• [Selection]:
>> Start

Artist of the Issue: Cici Liu

Anand Choudhary '22 Assistant Arts Editor
Cici Liu ’20 has dabbled in all types of art since her first year at Hopkins.
From traditional media, such as pencil, to less traditional approaches like digital art, her current favorite, Liu has tried it all. 

Liu has always been interested in the arts, but her passion for art was ignited at Hopkins. “I remember my seventh-grade English class with Mrs. [Donna] Fasano - we were reading 'The Secret Garden,' and we had an artistic project where we would create our very own Mary and hide symbols in the character.” Liu continued, “Mrs. Fasano was so supportive and loving with my creation and created new projects for me to express myself - she has always been a big fan of my art since the very start. She made me realize that art wasn’t just a project, but something I truly loved and needed to be myself. She encouraged me to pursue it, and I did.”  Since then, Liu has completed almost every studio art course on the Fine Arts track. 

Liu’s “favorite pieces are probably [her] illustrations, including the Hopkins Alumni invitations and the illustration for the Hopkins Magazine accompanying Dr. Bynum’s letter. I loved the freedom I had with those projects, as well as being able to produce something so meaningful for the school as a whole,” she said. Liu also loves focusing on people in her art:“I like exploring the relationships people have with each other through faces and interactions portrayed in my pieces.”

>> End

Stored entries
>> Start

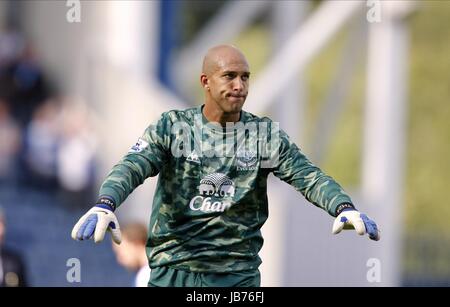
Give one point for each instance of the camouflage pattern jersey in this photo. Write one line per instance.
(211, 196)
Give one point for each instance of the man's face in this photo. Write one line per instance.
(228, 84)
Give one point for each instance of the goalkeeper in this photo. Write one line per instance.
(211, 198)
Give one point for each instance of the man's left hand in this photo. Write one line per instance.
(353, 219)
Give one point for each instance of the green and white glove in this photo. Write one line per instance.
(97, 221)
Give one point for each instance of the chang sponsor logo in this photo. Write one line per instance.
(216, 191)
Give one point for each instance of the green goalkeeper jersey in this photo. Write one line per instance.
(211, 198)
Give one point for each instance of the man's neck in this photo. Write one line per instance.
(218, 116)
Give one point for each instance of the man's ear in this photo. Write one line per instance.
(204, 81)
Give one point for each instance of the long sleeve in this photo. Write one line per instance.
(318, 188)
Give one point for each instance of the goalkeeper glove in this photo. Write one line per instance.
(96, 221)
(352, 219)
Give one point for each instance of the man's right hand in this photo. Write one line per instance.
(95, 223)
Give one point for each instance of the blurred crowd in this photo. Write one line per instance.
(46, 139)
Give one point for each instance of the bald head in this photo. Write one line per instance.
(221, 55)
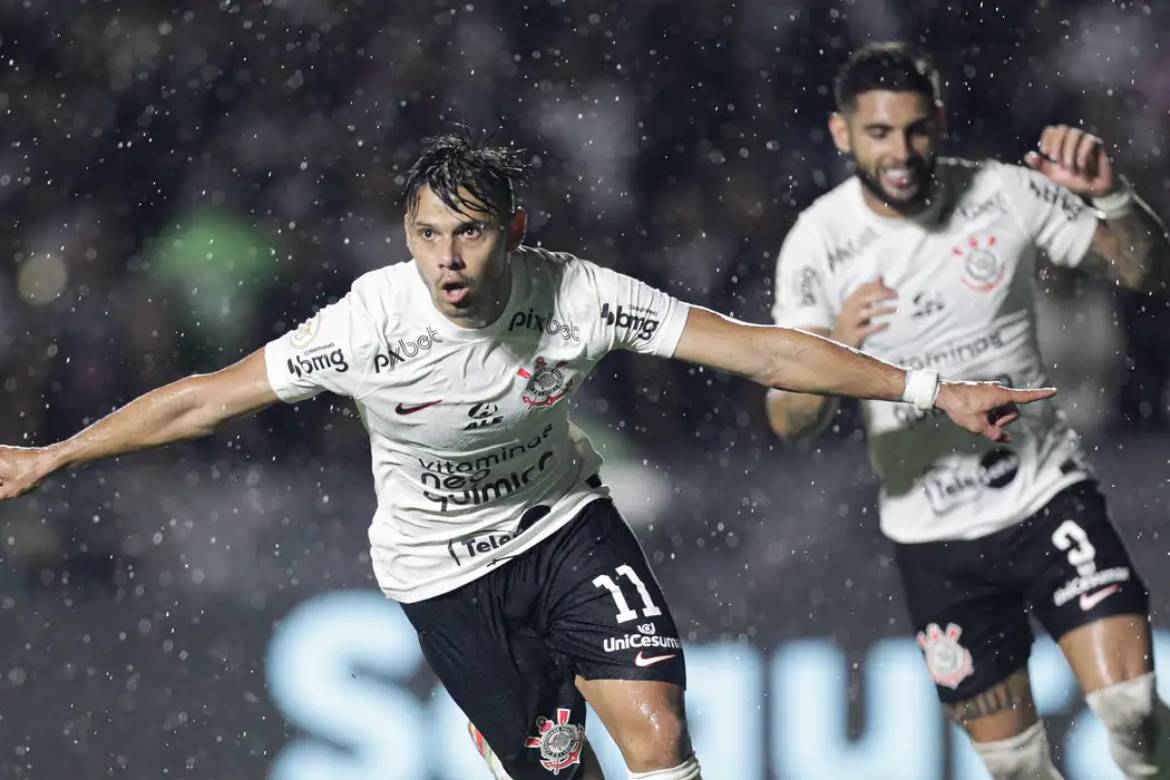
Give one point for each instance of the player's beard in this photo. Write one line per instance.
(922, 170)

>> End

• [Challenges]:
(A) Which real people does the Cici Liu profile mention by name, leaving out fictional characters?
(B) Carry on the profile of Cici Liu from its last sentence.
You won't need the stored entries for any of this.

• [Responses to the exercise]:
(A) Anand Choudhary, Cici Liu, Donna Fasano, Dr. Bynum

(B)
For the past several years, Liu has been in charge of designing many of the shirts for Hopkins events, including Homecoming and Field Day. She gave some insight on the process: “I work really well with deadlines. When I’m given a theme or told certain elements I should incorporate, I can come up with a draft of what the design can look like. I then send the drafts and ask for advice - whether it needs alteration, etc, and then I proceed or edit.” Liu’s work doesn’t come easily to her, however. She finds herself “working in shifts of an hour,” while the design takes around five hours to make (not including time for brainstorming). For Liu, specific directions help with her inspiration, as it allows her to “incorporate all the elements into one comprehensive design in my style. I used Procreate on my iPad as well as Adobe Illustrator and Photoshop to design the shirts. I usually combine the different apps and combine the features they offer.”

It took time and guidance for Liu to find her niche in the arts at Hopkins.  Liu remarked, “I think one of the biggest challenges for me was to actually embrace my love for art, since Hopkins is really a STEM-focused school. I felt like I was kind of boxed into...STEM, and for a while made myself very STEM-oriented. I didn’t completely embrace the artsiness (which is actually really prevalent when you look for it) since I felt like I wasn’t surrounded by a lot of people with similar aspirations.”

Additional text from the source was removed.